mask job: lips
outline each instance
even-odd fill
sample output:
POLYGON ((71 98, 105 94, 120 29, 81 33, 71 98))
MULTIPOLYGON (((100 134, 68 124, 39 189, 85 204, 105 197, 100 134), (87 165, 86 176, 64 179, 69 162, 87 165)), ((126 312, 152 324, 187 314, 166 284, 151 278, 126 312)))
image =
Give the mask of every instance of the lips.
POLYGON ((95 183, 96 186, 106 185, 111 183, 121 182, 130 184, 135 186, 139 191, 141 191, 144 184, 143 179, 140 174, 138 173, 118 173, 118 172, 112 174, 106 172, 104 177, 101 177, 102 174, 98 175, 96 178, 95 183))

• • • • • • •

Yang Perlu Dikerjakan:
Ketik ulang seluruh item di atas baris demi baris tanpa mengubah satu karakter pun.

Jawaban:
mask job: lips
outline each instance
even-odd fill
sample output:
POLYGON ((71 98, 105 94, 120 29, 81 33, 71 98))
MULTIPOLYGON (((100 134, 68 124, 39 189, 85 204, 105 197, 100 134), (87 165, 86 176, 64 179, 69 162, 87 165)), ((126 312, 152 324, 187 314, 166 284, 151 278, 126 312)))
image =
Give the mask of every instance of the lips.
POLYGON ((95 183, 96 186, 106 185, 111 183, 121 182, 130 184, 135 186, 139 191, 141 191, 144 184, 143 179, 140 174, 138 173, 118 173, 118 172, 112 174, 106 172, 104 177, 101 177, 102 174, 98 175, 96 178, 95 183))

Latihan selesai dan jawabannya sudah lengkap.